**TASK ITEM A**
Answer these questions from the article on coral bleaching below:
(i) How long is the Great Barrier Reef?
(ii) What share of its shallow-water corals did the 700-kilometer northern stretch lose?
(iii) How long do scientists estimate the northern region will need to regain its lost corals?
**TASK ITEM B**
From the article on coral bleaching below, list every other pressure on the reef named in the sentence that begins "Canberra insists".
Segment Start: TEXT FOR ANALYSIS
Record coral kill-off on Great Barrier Reef raises alarm
A MASS bleaching event on the Great Barrier Reef this year killed more corals than ever before, scientists said yesterday, sounding the alarm over the delicate ecosystem.
The 2,300-kilometre long reef – the world’s biggest – suffered its most severe bleaching in recorded history, due to warming sea temperatures during March and April, with the northern third bearing the brunt.
Follow-up under water sur veys, backing earlier aerial studies, have revealed a 700-kilometre stretch of reefs in the less-accessible north lost two-thirds of shallow-water corals in the past eight to nine months.
“Most of the losses in 2016 have occurred in the northern, most-pristine part of the Great Barrier Reef,” said Terry Hughes, head of the Centre of Excellence for Coral Reef Studies at James Cook University. Further south over the vast central and southern regions, including major tourist areas around Cairns and the Whitsunday Islands, there was a much lower toll.
Bleaching occurs when abnormal environmental conditions, such as warmer sea temperatures, cause corals to expel tiny photosynthetic algae, draining them of their colour.
Algae are vital to the coral, which uses the organic products of photosynthesis to help it grow. The loss of algae makes the host vulnerable to disease and means it will eventually die. But coral can recover if the water temperature drops and the algae are able to recolonise them.
Environmentalists blame the burning of fossil fuels for global warming and repeated calls yesterday for Australia to abandon coal mining to help prevent further bleaching disasters.
“This is the devastating price we are paying for the Australian government propping up the coal industry,” said Greenpeace Australia reef campaigner Shani Tager. “A credible plan to protect the reef must address climate change and start with a ban on new coal mines.”
Canberra insists it is doing more than ever to safeguard the reef, which is also under pressure from farming run-off, development and the coral-eating crown-of-thorns starfish, committing more than A$2 billion (US$1.5 billion) over the next decade.
Scientists estimate the northern region, which teems with marine life, will take at least 10-15 years to regain lost corals, but are concerned that a fourth major bleaching event may occur before that, hampering the recovery.
The reef studies centre warned earlier this year that if greenhouse gas levels keep rising, similar events would be the new normal, occurring every two years by the mid-2030s. Given reefs need so long to recover, it said “we are likely to lose large parts of the Great Barrier Reef in just a couple of decades”.
Segment End: TEXT FOR ANALYSIS
Segment Start: DATA FOR REVIEW
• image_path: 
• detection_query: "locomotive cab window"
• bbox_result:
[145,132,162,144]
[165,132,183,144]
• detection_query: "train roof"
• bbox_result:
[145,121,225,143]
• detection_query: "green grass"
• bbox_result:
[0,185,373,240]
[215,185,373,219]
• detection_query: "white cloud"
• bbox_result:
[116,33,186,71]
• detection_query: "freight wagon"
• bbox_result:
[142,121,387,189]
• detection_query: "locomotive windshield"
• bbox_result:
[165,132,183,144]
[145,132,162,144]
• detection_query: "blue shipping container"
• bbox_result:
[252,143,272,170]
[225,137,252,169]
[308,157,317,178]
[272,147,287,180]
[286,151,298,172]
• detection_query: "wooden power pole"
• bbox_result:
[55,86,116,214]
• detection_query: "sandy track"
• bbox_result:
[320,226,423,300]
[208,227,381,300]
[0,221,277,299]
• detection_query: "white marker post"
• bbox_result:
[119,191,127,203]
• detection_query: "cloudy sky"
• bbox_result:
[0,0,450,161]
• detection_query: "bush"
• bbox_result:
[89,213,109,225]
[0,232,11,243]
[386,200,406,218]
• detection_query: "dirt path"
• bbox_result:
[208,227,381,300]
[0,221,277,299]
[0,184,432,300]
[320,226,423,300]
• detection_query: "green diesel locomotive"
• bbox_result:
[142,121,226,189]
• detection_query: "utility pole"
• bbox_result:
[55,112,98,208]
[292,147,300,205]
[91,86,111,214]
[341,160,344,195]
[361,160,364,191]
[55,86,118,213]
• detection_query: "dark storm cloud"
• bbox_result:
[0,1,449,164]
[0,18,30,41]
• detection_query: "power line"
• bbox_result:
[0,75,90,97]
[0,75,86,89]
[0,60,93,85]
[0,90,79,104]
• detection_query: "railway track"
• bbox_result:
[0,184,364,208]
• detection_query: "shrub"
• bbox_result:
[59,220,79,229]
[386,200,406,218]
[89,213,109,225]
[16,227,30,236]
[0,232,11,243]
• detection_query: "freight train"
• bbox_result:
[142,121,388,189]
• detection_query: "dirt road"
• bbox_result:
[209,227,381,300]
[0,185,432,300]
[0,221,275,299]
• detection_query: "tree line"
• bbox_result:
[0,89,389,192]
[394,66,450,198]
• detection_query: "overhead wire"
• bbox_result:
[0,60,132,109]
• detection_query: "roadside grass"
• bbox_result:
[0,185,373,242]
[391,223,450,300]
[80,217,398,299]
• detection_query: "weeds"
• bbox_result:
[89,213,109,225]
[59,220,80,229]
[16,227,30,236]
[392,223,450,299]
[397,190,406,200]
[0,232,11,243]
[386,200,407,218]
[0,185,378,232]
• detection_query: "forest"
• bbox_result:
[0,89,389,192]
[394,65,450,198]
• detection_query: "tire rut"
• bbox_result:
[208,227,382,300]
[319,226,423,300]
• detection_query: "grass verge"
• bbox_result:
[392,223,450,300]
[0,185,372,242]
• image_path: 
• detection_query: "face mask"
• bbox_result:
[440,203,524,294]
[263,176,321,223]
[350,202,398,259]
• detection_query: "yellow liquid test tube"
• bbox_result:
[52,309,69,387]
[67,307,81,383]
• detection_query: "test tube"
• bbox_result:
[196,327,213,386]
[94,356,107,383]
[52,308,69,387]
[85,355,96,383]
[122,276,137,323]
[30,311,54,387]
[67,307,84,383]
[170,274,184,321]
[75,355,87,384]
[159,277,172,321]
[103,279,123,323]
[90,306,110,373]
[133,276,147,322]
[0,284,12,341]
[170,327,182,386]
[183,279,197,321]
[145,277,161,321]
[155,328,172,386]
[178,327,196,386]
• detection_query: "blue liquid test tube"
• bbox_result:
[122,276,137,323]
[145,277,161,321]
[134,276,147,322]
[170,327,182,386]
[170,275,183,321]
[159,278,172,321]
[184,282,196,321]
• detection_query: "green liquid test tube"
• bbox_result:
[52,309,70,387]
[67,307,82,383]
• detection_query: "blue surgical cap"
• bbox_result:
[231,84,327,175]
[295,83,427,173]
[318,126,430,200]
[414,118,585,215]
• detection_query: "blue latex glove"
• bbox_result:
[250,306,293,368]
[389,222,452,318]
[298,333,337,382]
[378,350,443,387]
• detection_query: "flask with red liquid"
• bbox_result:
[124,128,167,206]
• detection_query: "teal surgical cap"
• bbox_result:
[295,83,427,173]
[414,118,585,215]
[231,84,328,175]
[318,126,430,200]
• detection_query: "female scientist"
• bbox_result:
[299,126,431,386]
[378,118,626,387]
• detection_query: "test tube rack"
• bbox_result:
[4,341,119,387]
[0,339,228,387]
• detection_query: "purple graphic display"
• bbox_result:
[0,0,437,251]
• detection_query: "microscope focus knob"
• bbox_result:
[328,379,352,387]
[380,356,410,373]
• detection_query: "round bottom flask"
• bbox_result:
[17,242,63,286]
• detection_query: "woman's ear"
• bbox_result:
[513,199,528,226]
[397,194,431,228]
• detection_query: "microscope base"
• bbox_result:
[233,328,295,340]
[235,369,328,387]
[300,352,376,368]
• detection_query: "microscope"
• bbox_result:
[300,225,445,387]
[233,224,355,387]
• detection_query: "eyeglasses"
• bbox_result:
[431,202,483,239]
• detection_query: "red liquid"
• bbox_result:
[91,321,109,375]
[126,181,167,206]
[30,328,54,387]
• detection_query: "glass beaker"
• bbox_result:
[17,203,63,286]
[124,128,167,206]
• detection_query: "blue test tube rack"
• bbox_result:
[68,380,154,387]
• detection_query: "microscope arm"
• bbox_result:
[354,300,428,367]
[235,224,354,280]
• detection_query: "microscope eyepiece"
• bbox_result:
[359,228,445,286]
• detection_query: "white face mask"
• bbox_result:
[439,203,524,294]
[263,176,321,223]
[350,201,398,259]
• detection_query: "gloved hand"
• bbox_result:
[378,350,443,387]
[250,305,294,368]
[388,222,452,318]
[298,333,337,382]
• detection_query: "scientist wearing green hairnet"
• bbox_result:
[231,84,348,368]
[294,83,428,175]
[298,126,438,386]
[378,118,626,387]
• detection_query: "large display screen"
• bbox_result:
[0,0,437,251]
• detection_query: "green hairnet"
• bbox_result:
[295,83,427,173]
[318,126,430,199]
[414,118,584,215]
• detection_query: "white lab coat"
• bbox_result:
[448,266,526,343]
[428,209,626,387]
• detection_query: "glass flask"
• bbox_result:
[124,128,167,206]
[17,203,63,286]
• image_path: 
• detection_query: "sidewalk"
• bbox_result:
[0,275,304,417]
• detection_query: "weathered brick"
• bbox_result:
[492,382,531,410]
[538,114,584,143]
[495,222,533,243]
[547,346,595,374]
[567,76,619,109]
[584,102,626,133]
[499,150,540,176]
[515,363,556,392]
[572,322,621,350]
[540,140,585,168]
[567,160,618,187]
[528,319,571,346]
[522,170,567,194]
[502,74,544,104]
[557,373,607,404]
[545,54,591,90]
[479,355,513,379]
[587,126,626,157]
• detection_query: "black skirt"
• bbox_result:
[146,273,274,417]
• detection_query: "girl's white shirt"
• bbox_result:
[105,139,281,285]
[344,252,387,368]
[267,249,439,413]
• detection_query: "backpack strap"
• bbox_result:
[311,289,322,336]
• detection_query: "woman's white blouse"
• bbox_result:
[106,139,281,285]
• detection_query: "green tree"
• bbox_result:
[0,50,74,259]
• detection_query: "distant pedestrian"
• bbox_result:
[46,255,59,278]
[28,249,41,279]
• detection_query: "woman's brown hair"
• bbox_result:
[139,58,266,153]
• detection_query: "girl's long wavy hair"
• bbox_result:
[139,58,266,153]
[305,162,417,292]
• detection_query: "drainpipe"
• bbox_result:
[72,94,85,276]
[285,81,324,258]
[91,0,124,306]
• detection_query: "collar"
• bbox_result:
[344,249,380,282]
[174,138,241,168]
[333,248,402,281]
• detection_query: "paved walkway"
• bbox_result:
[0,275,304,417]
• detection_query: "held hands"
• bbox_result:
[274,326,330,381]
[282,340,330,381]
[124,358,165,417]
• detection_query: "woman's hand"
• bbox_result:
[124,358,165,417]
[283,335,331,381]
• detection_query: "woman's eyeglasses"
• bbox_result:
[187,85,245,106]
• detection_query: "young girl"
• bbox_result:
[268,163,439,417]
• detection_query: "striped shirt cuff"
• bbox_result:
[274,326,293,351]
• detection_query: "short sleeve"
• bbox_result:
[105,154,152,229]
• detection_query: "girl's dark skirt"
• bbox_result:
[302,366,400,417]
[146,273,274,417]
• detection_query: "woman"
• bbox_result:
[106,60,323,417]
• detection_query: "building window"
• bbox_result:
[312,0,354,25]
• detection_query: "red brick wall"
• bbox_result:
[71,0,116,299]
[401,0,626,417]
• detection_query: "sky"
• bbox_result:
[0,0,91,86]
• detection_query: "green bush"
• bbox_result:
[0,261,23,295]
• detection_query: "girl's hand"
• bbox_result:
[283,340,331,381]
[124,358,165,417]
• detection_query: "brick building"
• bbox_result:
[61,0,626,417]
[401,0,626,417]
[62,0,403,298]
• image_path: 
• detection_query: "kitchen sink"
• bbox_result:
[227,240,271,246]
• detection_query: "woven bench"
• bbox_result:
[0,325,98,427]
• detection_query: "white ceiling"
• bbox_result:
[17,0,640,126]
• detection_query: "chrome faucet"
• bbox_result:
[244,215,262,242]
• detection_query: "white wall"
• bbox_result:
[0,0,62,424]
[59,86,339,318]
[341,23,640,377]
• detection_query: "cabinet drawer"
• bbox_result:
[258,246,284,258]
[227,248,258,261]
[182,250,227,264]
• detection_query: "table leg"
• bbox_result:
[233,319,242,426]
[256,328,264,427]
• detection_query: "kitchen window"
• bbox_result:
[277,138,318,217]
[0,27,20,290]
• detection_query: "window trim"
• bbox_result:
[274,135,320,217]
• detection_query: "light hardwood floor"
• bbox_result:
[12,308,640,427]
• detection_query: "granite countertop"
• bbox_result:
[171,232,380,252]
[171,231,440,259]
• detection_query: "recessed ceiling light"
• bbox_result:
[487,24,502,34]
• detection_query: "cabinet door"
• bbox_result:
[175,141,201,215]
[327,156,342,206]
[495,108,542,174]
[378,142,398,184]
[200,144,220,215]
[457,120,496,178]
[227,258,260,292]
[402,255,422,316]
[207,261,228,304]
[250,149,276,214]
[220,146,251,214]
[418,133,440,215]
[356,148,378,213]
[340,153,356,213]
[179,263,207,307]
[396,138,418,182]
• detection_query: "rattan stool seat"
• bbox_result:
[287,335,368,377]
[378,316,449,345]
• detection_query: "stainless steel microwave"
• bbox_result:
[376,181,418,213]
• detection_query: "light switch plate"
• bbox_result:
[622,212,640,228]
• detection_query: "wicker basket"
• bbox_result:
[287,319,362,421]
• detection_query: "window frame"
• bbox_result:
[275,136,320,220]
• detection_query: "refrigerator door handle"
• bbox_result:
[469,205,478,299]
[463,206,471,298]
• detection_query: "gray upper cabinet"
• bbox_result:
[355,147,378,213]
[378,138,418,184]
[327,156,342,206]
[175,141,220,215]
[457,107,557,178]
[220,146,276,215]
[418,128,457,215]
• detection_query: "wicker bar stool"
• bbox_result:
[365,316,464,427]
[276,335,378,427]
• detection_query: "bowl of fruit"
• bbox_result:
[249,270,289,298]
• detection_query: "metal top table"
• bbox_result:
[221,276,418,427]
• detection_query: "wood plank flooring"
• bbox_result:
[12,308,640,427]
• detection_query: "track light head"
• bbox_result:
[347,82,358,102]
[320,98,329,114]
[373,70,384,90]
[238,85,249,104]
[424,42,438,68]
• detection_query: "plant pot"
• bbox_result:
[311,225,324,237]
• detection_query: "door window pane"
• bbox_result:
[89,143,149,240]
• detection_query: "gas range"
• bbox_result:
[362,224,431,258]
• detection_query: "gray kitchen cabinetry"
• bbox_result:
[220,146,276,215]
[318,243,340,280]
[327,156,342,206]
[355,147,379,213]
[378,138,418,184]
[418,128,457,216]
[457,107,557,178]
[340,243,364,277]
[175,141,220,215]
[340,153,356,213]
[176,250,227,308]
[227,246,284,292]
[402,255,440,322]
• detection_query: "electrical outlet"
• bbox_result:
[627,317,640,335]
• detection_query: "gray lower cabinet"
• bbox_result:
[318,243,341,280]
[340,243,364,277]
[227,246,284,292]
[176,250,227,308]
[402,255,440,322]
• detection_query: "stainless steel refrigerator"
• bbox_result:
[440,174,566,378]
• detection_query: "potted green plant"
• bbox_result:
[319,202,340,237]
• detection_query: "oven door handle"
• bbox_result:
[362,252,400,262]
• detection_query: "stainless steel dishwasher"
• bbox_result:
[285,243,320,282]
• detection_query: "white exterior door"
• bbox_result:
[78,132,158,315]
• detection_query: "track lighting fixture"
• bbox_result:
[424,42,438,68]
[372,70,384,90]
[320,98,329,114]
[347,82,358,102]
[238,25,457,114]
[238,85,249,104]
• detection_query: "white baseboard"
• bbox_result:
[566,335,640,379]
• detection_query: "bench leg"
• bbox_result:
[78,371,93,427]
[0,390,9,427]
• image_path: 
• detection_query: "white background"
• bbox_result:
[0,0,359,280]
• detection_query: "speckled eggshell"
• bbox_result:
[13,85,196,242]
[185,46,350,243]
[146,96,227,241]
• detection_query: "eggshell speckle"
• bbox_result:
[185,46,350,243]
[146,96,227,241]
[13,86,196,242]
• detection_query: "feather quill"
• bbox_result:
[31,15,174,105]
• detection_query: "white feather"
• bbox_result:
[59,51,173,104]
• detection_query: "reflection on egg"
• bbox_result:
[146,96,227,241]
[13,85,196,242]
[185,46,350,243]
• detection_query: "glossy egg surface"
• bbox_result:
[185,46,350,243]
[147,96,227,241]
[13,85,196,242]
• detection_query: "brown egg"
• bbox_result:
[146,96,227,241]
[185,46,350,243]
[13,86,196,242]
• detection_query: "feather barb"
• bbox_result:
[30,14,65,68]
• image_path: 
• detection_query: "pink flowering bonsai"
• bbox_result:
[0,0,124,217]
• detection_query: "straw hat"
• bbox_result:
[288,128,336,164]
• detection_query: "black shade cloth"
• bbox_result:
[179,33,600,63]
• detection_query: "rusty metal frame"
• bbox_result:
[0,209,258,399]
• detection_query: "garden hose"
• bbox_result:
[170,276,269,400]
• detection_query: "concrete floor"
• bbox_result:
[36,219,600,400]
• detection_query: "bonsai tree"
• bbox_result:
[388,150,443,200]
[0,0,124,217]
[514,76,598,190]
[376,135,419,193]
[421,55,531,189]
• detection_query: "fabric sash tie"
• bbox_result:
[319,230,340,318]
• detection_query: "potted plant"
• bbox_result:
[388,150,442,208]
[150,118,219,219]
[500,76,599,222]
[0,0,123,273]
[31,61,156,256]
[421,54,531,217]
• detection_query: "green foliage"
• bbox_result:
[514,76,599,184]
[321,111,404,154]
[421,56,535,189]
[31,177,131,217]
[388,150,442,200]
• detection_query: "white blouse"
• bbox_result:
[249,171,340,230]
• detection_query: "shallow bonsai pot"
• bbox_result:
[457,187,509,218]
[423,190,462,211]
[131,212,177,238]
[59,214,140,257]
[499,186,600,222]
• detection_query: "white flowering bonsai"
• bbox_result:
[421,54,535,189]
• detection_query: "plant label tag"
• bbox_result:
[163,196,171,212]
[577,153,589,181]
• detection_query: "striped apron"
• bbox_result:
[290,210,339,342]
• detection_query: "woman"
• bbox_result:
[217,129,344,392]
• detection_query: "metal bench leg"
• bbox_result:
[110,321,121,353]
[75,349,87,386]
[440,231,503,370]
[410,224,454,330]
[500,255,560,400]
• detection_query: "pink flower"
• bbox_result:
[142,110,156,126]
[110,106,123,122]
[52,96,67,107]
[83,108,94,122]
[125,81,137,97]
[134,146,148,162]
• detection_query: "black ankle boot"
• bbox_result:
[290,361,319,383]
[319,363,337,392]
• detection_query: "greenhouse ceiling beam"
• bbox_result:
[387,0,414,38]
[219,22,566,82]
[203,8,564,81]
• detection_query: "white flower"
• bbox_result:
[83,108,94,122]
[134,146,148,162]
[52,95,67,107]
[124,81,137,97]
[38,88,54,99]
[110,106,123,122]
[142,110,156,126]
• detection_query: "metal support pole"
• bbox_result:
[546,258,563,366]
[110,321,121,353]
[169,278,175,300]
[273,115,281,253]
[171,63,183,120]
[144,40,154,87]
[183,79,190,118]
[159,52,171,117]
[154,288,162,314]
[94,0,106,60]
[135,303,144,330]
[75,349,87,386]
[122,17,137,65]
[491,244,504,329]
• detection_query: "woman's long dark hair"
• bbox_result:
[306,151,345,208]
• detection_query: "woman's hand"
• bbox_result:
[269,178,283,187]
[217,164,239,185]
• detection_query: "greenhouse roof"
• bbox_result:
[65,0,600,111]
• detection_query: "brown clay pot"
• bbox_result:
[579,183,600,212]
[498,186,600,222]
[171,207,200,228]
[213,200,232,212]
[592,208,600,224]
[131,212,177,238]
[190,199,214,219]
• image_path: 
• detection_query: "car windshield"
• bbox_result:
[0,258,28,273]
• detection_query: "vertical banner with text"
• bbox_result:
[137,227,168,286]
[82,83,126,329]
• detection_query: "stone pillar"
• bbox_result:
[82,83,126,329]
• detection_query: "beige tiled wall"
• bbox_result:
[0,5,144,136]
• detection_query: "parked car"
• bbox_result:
Segment End: DATA FOR REVIEW
**ANSWER A**
(i) 2,300 kilometers
(ii) Two-thirds
(iii) At least 10 to 15 years

**ANSWER B**
- Farming run-off
- Development
- The coral-eating crown-of-thorns starfish